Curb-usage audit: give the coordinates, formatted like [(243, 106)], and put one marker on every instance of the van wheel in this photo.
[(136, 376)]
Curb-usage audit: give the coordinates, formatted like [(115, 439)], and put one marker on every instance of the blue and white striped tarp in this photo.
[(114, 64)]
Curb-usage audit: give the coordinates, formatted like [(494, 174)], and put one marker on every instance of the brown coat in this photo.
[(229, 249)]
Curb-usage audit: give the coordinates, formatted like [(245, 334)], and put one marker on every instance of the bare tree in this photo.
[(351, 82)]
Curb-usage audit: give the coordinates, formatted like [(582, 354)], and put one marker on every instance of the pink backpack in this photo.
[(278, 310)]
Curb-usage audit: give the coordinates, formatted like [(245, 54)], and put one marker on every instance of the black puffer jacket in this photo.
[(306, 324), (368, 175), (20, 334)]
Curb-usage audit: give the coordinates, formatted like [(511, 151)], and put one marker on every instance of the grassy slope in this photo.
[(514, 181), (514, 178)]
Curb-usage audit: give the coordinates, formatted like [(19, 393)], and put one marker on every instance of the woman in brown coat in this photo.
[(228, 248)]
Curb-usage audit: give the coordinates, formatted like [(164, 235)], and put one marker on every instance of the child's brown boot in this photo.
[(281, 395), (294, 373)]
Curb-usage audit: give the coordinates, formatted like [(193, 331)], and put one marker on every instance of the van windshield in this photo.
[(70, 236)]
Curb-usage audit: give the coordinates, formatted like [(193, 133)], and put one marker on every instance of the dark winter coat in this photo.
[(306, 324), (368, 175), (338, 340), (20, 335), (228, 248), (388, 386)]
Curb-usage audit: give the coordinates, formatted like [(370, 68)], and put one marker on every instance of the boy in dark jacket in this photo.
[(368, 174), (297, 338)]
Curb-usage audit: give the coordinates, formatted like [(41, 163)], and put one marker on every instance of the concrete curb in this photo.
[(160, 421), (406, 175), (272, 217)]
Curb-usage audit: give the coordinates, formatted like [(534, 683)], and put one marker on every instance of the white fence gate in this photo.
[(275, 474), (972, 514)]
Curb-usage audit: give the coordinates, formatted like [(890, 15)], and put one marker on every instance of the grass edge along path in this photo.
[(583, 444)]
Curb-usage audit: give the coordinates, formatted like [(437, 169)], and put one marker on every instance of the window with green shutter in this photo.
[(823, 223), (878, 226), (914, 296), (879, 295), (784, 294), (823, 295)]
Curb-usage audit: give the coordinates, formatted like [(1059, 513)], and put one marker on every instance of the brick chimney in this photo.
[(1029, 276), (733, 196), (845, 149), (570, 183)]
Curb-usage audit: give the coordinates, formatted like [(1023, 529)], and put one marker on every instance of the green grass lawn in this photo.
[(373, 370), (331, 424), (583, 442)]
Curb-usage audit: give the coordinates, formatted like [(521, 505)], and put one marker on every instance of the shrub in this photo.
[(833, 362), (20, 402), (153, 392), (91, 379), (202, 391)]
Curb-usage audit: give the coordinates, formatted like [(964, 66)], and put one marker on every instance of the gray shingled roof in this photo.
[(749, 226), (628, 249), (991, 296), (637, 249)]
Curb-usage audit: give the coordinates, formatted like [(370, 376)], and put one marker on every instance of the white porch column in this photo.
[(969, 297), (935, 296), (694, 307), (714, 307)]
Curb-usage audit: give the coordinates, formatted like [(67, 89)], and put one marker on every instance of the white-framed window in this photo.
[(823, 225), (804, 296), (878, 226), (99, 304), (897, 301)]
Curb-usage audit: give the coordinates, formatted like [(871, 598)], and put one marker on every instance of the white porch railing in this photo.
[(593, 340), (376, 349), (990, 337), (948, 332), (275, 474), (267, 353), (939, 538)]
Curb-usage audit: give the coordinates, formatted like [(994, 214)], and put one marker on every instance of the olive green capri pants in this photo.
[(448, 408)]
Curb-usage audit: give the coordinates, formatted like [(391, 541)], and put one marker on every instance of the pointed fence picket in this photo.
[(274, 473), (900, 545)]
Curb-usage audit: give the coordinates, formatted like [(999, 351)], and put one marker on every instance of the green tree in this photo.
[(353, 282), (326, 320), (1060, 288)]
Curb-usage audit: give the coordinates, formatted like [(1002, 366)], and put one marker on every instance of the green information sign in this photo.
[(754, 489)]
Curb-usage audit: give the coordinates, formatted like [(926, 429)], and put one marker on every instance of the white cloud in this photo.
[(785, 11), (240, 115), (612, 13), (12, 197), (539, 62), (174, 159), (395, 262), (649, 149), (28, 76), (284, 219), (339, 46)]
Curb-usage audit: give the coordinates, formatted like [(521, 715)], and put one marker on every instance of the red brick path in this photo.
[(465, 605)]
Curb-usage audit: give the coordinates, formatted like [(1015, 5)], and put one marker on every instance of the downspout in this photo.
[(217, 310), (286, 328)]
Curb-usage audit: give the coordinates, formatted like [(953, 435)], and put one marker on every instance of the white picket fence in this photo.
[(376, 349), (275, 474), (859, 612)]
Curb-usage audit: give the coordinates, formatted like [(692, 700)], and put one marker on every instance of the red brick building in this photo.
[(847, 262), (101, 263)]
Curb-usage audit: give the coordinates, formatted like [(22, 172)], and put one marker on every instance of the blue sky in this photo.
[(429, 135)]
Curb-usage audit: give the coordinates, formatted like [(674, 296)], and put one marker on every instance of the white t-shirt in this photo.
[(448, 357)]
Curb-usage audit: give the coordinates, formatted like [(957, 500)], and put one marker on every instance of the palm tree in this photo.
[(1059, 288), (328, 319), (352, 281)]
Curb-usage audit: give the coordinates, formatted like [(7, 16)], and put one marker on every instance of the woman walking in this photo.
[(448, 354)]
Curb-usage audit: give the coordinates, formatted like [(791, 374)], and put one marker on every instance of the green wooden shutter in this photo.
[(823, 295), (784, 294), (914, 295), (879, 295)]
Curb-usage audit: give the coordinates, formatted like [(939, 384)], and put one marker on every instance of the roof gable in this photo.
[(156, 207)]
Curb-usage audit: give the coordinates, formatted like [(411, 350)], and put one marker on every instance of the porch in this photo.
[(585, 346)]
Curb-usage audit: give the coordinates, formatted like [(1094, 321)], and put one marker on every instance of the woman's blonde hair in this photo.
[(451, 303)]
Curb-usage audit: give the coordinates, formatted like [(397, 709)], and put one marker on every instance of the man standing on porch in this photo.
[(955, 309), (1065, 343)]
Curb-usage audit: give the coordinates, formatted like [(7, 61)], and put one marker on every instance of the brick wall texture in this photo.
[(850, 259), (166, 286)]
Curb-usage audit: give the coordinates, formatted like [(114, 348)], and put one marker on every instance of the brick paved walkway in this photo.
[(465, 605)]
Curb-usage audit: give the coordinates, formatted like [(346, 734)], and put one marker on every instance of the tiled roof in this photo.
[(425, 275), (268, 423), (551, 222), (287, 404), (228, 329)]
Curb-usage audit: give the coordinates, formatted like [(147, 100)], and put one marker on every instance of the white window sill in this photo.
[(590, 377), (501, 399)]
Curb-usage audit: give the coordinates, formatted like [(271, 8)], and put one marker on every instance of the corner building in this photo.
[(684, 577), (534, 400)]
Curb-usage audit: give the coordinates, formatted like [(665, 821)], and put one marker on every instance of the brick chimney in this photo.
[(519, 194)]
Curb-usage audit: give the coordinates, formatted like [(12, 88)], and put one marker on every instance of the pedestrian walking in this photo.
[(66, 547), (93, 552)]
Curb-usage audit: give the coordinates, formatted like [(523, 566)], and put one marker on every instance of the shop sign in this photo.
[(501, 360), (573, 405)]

* * * *

→ GIVEN EXERCISE:
Rewrite every line from the one containing "pedestrian walking in this photo." through the end of the material, requests included. Multiply each coordinate in the answers by 1.75 and round to whole numbers, rounding halves up, but leave every number in the requests as it is.

→ PROBLEM SOLUTION:
Curb-usage audit: give the coordinates, formatted like [(12, 88)], and put one marker on every instance of the pedestrian walking in this photo.
[(116, 957), (163, 966)]
Curb-usage audit: give the coordinates, formatted like [(523, 566)], and put one marker on every instance of the shop sign in this photo.
[(877, 630), (1003, 709)]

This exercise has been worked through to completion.